▶ **Given task**: Copy out every one of the rows below character for character, without changing anything.

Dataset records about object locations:
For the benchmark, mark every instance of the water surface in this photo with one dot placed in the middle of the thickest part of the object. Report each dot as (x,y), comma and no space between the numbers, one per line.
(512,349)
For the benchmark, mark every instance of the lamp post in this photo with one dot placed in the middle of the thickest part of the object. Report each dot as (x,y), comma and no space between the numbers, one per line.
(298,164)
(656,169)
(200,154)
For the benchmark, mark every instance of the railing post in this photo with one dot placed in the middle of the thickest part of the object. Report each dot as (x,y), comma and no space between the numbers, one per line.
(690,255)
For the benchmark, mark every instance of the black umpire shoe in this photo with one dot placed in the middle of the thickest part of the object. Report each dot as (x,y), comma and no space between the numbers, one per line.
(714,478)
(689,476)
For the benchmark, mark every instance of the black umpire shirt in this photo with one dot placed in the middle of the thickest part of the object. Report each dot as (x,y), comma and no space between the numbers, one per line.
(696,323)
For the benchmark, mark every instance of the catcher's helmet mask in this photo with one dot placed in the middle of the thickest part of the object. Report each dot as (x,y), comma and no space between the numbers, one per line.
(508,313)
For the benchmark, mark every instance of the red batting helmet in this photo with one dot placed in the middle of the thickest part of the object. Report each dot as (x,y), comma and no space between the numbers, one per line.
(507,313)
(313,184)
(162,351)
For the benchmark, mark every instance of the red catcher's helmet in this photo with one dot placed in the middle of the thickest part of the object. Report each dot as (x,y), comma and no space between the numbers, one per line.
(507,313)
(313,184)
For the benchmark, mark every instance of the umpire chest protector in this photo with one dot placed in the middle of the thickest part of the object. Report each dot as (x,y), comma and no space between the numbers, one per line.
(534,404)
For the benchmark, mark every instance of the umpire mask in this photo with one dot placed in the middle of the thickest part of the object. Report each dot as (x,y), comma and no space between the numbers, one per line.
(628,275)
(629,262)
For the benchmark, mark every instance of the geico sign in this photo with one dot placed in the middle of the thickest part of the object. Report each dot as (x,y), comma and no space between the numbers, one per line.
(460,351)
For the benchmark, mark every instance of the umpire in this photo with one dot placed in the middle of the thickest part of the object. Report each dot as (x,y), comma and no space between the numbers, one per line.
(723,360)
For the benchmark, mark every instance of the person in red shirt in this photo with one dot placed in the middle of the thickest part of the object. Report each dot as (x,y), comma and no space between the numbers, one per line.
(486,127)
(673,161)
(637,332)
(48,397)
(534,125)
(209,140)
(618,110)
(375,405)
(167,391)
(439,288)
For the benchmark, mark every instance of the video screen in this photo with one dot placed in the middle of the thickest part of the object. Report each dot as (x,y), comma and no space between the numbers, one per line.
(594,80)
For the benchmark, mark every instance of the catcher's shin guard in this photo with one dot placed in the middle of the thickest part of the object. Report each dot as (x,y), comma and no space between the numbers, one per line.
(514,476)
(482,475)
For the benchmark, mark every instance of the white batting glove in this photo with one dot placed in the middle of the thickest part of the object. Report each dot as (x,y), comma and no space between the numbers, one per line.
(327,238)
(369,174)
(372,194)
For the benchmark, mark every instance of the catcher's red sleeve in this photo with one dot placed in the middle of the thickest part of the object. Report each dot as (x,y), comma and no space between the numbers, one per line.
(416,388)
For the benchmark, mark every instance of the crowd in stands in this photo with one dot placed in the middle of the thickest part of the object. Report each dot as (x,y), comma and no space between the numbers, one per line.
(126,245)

▶ **Answer to the task**:
For the benchmark, mark every instance of the water surface in this photo with one dot placed in the middle of the thickest part of the object. Report each dot as (x,y), comma and no space between the numbers, one per line.
(512,349)
For the benchmark, mark every instance of the lamp post in this photo with one dot placed in the middle of the thickest part of the object. Report each dot as (x,y), comma and no space between the numbers, one per line.
(298,164)
(656,169)
(200,154)
For the benchmark, mark every instance of the railing post in this photo with one dot placed in the middle of the thickest part of the object. Report each dot as (x,y), comma and no space between the numbers, one per line.
(690,255)
For the benchmark, mark every instance of the black umpire shoe in this photo with one dot placed in the middle of the thickest part of the object. Report each dot as (x,y), comma and no space between the numbers, one per line.
(714,478)
(689,476)
For the benchmark, mark every instance of the black umpire shirt in this photo with one dot placed in the middle of the thickest part of the object. Report each dot as (x,y), comma and no space between the numbers, one per line.
(696,323)
For the benchmark, mark every instance of the catcher's helmet mask in this photo with one dot placed in the middle of the thickest part of the object. Report each dot as (x,y), comma and no space between the numbers, one per line.
(508,313)
For the benchmark, mark every instance of the red batting helmet in this photo with one dot placed in the middle of the thickest part of the object. Report each dot as (x,y), comma and no space between the numbers, one per line.
(507,313)
(313,184)
(162,351)
For the benchmark, mark every instance of the red catcher's helmet in this photo with one dot placed in the middle of the thickest part of the object. Report each dot as (x,y), comma and no space between the numbers, one per line.
(507,313)
(313,184)
For the benchmark, mark every instance of the umpire chest protector in this photo with one dot placed in the middle of the thickest part of the object. Report each dot as (x,y), comma and no space between the numbers, one per line.
(534,404)
For the benchmark, mark every instance of the umpire mask in this photo with one dot placed in the middle of the thickest part of the object. Report each dot as (x,y), comma and no space between the numbers, one per line.
(628,275)
(629,262)
For the benchmark, mark every instance of the geico sign in this photo with one dot placed in the middle of the thickest part of the object. Report each dot as (x,y), comma and no space between the numbers, one per line.
(460,351)
For the benchmark, mark every instance of the umpire in this photo with one dot placed in the middle of the thickest part of the object. Report each dot as (x,y), comma and no space between the numbers, one per line.
(723,360)
For the benchmark, mark every instance of the person in red shirt in this photo with one dot placed in the middle of the thickest part of the object. Report each dot as (x,y), comma and no space between the numbers, one per line.
(486,127)
(673,161)
(637,332)
(48,397)
(534,125)
(209,140)
(618,110)
(375,405)
(167,391)
(439,288)
For the benchmark, mark every instance of the video screen in this photo with one dot placed in the middle of the thickest part of the object. Report each dot as (x,y), comma and no space between the numbers, one per line.
(594,80)
For the benchmark, mark every instance of the catcher's shin guard in this photo with one dot placed in the middle of the thickest part of the object. Report each dot as (x,y), comma and no space between the numbers, one per line.
(514,476)
(482,475)
For the benchmark, mark every instance of the white batting glove in this photo with one dot placed in the middle of the thickest part of the object. Report each dot as (x,y), comma and no space between the numbers, one per line.
(327,238)
(369,174)
(372,194)
For the benchmark, mark every instance of the catcher's red sleeve in this photo with one dot placed in the middle of the thickest part of the object. Report each dot as (x,y), comma and no space between the numbers, one per line.
(416,388)
For the benchmark, mark every instance of the crowd in stands in this photo with one dot placed in the middle of the thickest part of the object. Report each dot as (x,y), comma and no space between the numbers, one per line.
(126,245)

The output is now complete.